| Items listed in a dataset |
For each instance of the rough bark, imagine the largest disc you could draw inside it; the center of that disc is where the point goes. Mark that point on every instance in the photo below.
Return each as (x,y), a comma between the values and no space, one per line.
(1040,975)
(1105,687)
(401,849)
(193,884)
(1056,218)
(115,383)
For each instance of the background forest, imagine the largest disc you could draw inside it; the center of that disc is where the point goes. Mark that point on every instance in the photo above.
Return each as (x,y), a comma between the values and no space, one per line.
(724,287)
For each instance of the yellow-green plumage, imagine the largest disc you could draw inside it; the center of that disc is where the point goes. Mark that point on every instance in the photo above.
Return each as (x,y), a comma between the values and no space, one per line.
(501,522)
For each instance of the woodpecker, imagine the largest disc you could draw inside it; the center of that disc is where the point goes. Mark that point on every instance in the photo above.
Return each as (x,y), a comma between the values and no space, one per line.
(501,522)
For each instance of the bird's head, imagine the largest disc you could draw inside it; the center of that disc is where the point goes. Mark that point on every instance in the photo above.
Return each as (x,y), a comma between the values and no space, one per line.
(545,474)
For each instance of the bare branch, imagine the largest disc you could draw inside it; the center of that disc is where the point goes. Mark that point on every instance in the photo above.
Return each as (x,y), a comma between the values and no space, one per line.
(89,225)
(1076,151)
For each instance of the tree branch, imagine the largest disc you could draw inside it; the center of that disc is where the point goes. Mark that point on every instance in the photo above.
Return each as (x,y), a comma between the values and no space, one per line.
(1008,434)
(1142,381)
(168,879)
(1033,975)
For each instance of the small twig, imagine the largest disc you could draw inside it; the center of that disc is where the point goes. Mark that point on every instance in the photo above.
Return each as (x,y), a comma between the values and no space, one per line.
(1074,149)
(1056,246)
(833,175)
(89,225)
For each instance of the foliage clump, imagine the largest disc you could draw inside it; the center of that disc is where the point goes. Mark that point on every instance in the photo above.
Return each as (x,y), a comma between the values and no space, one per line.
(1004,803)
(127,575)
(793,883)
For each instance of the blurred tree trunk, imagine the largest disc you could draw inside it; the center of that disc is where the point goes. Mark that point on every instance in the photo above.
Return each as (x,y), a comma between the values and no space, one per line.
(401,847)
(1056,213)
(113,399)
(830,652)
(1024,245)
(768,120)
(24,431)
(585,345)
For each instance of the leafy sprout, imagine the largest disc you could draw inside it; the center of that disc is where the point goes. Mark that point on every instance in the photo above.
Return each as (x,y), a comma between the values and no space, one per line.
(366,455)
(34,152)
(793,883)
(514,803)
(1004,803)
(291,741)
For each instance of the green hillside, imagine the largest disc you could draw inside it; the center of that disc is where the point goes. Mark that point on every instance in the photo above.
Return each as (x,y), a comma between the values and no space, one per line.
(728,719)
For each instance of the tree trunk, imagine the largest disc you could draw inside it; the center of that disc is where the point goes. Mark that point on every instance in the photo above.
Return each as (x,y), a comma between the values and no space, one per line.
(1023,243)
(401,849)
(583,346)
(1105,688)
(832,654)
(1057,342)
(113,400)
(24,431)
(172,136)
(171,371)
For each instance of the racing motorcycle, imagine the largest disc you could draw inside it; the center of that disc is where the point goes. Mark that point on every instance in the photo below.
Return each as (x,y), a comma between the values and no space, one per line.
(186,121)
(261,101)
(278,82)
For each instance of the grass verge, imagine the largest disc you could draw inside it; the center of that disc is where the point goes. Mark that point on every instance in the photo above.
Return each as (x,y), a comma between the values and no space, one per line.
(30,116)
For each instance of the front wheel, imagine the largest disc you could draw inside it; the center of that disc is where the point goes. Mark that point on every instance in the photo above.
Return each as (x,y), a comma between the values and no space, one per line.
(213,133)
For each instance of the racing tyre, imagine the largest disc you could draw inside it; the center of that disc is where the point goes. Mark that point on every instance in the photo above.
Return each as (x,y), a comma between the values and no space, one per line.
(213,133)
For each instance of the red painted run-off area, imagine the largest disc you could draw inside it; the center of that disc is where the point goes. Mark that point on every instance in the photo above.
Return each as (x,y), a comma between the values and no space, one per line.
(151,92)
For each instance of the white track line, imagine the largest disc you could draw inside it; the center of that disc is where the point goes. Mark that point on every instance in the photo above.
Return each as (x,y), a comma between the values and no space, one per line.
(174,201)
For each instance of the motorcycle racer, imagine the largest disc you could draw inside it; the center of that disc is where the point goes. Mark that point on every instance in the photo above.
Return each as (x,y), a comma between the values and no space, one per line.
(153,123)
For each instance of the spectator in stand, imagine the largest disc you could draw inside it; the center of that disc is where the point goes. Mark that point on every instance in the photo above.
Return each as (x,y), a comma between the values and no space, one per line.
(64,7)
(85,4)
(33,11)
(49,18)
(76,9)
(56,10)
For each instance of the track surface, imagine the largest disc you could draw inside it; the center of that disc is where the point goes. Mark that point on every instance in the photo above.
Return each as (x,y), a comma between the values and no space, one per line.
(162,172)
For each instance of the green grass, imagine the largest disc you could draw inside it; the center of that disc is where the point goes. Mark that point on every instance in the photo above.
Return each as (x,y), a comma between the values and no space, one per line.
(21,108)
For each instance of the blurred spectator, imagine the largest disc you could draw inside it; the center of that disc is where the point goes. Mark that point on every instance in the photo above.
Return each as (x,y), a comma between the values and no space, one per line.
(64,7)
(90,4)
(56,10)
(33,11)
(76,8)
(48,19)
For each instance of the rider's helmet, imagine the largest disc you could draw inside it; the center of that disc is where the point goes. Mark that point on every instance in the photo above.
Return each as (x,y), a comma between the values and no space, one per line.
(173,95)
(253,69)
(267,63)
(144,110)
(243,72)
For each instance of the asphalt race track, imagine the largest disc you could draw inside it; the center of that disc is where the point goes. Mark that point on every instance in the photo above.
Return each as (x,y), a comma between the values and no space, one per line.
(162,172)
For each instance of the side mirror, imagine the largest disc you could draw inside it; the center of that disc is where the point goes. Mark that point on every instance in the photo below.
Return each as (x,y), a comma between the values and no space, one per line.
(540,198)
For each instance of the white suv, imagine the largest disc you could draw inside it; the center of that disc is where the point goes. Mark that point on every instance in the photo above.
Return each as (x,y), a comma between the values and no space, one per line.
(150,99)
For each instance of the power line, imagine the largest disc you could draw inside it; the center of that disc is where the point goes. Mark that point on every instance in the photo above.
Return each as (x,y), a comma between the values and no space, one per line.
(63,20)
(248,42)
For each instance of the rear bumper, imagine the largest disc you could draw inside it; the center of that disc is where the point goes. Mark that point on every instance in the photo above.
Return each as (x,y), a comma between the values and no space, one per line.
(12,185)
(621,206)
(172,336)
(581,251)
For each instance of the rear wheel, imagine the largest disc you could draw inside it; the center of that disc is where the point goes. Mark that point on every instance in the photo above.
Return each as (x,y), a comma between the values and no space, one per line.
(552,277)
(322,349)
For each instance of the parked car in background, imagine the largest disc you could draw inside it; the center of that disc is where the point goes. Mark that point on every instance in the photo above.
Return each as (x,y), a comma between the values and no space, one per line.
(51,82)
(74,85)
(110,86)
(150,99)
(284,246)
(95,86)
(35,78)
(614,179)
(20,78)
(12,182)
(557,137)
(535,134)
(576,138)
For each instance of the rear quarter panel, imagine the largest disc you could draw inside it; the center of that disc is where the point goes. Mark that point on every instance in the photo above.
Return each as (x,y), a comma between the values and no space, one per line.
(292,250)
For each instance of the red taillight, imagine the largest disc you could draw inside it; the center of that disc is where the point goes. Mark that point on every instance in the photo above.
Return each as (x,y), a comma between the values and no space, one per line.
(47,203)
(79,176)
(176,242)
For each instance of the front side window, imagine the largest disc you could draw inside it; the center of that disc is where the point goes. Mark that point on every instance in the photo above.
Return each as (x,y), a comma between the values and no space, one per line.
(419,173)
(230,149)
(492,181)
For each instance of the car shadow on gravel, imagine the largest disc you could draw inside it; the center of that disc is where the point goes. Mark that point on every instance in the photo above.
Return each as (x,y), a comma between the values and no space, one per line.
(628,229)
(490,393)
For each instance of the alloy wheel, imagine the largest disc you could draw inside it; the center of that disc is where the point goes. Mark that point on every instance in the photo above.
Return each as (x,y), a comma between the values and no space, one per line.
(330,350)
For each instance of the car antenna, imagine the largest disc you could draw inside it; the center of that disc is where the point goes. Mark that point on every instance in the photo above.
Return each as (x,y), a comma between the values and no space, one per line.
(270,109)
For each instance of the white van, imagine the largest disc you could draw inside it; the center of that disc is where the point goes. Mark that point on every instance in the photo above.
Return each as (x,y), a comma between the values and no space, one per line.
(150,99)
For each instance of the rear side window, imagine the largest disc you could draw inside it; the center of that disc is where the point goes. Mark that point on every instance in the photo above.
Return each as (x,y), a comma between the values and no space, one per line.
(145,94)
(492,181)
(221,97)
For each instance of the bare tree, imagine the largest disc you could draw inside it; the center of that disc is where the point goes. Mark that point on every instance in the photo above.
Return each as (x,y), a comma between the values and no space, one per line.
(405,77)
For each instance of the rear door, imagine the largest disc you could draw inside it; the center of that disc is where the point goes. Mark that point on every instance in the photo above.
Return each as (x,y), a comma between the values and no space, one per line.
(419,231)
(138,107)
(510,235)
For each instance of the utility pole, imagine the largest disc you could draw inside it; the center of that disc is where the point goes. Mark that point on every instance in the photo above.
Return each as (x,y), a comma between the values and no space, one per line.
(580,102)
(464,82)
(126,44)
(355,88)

| The problem |
Only the lines above starting with the one with "For each instance of the green grass, imagine" and going through the one with "For each instance of the blurred spectator, imagine" are to be copied, word for word and with both ends kept.

| Expected output |
For each instance of the green grass, imagine the largest disc you could draw inside it; the center of that disc is where the point goes. Mark that point on every instance in the photo above.
Return each as (x,y), a comma between the values and no space, one per line.
(21,108)
For each instance of the blurred spectator, imagine the largest disc you could draw inside it; the center of that disc is where the point goes. Mark that point on every instance in the photo above.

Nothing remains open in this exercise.